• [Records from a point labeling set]
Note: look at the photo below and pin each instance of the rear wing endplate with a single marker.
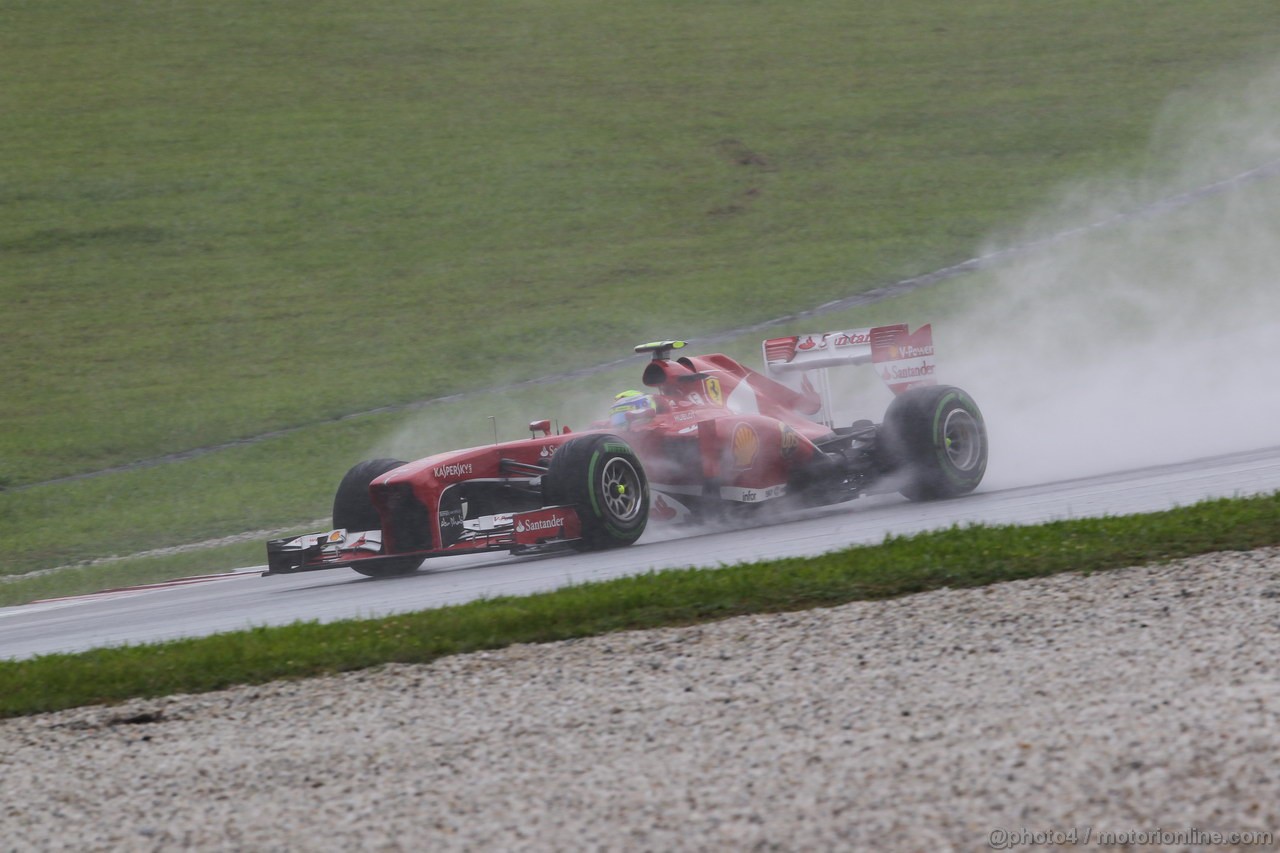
(903, 359)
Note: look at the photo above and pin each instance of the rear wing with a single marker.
(903, 359)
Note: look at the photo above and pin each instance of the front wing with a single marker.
(342, 548)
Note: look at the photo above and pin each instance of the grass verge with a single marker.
(956, 557)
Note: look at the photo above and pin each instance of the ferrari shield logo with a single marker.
(713, 391)
(745, 445)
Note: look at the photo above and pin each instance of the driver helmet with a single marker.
(631, 405)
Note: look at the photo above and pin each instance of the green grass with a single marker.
(220, 220)
(958, 557)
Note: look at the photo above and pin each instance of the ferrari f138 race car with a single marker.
(708, 438)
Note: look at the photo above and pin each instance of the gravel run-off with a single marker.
(1136, 701)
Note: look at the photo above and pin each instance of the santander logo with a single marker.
(552, 523)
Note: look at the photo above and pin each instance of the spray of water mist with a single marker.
(1144, 340)
(1152, 341)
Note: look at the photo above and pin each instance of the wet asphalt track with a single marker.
(243, 600)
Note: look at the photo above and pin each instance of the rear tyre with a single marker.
(355, 510)
(935, 439)
(603, 479)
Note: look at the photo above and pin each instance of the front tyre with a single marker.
(603, 479)
(355, 510)
(935, 441)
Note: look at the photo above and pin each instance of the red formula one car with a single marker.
(708, 438)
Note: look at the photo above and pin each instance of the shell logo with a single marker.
(745, 445)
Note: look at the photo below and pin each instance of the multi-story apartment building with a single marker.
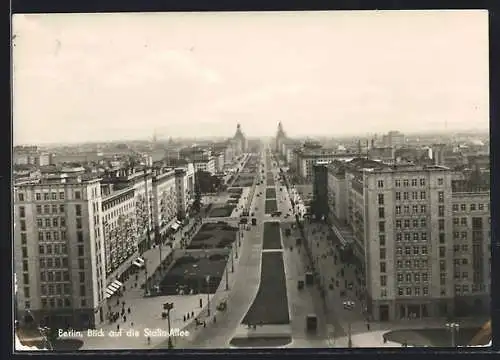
(207, 165)
(413, 233)
(77, 238)
(59, 250)
(165, 200)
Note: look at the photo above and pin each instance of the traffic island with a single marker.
(270, 193)
(272, 236)
(271, 206)
(432, 337)
(221, 211)
(270, 306)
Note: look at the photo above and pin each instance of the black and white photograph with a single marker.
(248, 180)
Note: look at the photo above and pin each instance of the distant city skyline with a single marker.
(106, 77)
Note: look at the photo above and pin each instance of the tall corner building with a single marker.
(76, 238)
(419, 234)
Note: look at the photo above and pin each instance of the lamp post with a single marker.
(453, 327)
(227, 276)
(349, 305)
(207, 279)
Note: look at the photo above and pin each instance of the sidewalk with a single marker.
(145, 311)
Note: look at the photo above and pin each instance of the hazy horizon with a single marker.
(105, 77)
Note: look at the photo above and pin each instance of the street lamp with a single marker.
(207, 279)
(349, 305)
(453, 327)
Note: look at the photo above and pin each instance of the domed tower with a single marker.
(240, 140)
(280, 136)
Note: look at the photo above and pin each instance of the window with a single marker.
(441, 224)
(442, 238)
(442, 265)
(441, 210)
(442, 251)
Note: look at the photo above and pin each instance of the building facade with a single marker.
(420, 240)
(76, 237)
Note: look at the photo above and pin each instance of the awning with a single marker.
(112, 288)
(139, 262)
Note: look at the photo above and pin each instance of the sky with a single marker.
(103, 77)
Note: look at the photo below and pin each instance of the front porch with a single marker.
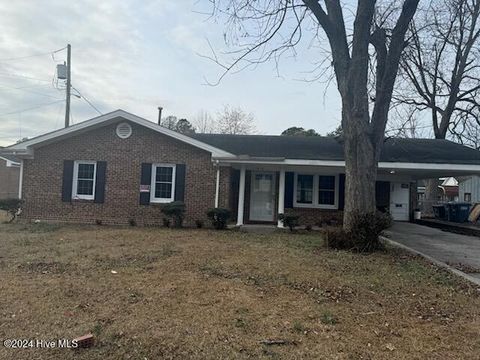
(260, 190)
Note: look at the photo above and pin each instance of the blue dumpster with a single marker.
(439, 212)
(457, 212)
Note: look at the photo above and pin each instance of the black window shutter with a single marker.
(341, 191)
(100, 182)
(288, 190)
(67, 180)
(146, 179)
(180, 182)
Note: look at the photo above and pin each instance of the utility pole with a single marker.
(69, 85)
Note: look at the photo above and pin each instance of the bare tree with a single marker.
(204, 122)
(404, 122)
(235, 121)
(441, 65)
(441, 69)
(266, 29)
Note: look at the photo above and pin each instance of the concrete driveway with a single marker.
(453, 249)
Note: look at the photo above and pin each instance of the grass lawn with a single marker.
(201, 294)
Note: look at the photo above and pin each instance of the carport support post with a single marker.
(281, 196)
(241, 196)
(217, 186)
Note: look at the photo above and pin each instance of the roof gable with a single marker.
(26, 147)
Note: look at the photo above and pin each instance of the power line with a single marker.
(87, 101)
(22, 76)
(31, 108)
(33, 55)
(3, 87)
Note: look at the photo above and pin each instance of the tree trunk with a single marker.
(360, 168)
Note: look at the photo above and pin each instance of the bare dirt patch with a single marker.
(199, 294)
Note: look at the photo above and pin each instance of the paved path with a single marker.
(449, 248)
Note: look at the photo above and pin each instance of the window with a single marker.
(163, 183)
(326, 190)
(317, 191)
(84, 173)
(305, 189)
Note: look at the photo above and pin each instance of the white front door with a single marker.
(399, 201)
(262, 196)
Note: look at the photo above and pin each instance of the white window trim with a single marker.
(75, 196)
(154, 199)
(315, 203)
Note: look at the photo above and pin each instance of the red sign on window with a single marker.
(144, 188)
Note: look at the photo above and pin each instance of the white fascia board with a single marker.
(10, 163)
(341, 163)
(97, 121)
(429, 166)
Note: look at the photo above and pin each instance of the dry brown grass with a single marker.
(200, 294)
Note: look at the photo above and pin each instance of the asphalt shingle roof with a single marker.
(329, 148)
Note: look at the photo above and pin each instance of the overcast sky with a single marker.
(136, 56)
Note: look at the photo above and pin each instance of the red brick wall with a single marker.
(9, 177)
(43, 177)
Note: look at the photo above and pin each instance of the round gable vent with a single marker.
(124, 130)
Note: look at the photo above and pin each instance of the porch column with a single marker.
(281, 196)
(217, 186)
(20, 180)
(241, 196)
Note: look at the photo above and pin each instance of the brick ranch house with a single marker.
(119, 167)
(9, 176)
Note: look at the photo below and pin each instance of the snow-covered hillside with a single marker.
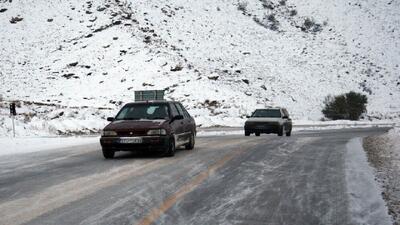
(72, 63)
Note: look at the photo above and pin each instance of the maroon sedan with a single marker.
(151, 125)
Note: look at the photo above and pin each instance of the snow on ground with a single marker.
(221, 59)
(11, 146)
(384, 154)
(365, 200)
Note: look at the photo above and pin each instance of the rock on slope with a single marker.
(220, 58)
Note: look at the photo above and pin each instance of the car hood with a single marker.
(134, 124)
(263, 119)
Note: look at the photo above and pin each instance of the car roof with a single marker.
(270, 108)
(151, 102)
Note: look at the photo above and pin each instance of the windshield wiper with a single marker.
(131, 118)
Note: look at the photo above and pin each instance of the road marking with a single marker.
(156, 212)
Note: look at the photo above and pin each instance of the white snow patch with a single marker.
(365, 200)
(9, 146)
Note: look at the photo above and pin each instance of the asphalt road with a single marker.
(224, 180)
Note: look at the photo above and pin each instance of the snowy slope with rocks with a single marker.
(72, 63)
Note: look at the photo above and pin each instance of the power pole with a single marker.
(13, 112)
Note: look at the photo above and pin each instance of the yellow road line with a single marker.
(156, 212)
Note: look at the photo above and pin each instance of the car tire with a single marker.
(108, 153)
(280, 131)
(191, 143)
(171, 148)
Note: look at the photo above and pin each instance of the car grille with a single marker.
(262, 124)
(132, 133)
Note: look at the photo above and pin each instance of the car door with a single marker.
(288, 121)
(190, 125)
(182, 136)
(176, 125)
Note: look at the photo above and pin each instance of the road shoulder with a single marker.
(383, 153)
(365, 201)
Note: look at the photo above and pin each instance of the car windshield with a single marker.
(275, 113)
(143, 111)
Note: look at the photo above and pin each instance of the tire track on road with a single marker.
(24, 209)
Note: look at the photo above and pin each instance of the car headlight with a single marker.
(157, 132)
(108, 133)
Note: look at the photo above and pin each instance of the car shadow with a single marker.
(123, 155)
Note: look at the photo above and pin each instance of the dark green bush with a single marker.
(347, 106)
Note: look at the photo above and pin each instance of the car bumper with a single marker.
(267, 128)
(156, 143)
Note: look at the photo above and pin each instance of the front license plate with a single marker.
(131, 140)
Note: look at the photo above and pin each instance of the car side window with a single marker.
(185, 112)
(174, 111)
(285, 112)
(178, 107)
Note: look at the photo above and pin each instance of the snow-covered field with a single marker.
(69, 64)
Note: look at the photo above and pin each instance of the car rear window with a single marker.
(275, 113)
(143, 111)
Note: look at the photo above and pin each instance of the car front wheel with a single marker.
(108, 153)
(171, 148)
(280, 131)
(190, 145)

• [STATED PROBLEM] Starting at the line that contains "on road with a single marker.", retype each line through the end of the listing above and nothing else.

• [ANSWER TO THE PROBLEM]
Note: look at the photo above and pin each instance of the tire track on road with a single marker.
(24, 209)
Note: look at the photo above and pin each instance of the car headlight with a single marker.
(157, 132)
(108, 133)
Note: look at the photo above and pin each instance of the car shadow with a single marker.
(123, 155)
Note: look at the photo above and pin each instance of the dark green bush with a single marker.
(347, 106)
Note: look at the photo above and pin each instance of the car bumper with a single marker.
(267, 128)
(156, 143)
Note: look at the photo above and pin each instance of the front license plate with a single marker.
(131, 140)
Note: look at the photo above and pin each instance of the car side window with a single marker.
(185, 112)
(174, 111)
(285, 112)
(178, 107)
Note: look at the photo above and pin each instance of the snow-covered field with a single marker.
(69, 64)
Note: look at the photo above and pin each instance of the car rear window with a single marker.
(275, 113)
(143, 111)
Note: look at the photo above and pin each instance of the car front wheel with a single marker.
(108, 153)
(171, 148)
(280, 131)
(190, 145)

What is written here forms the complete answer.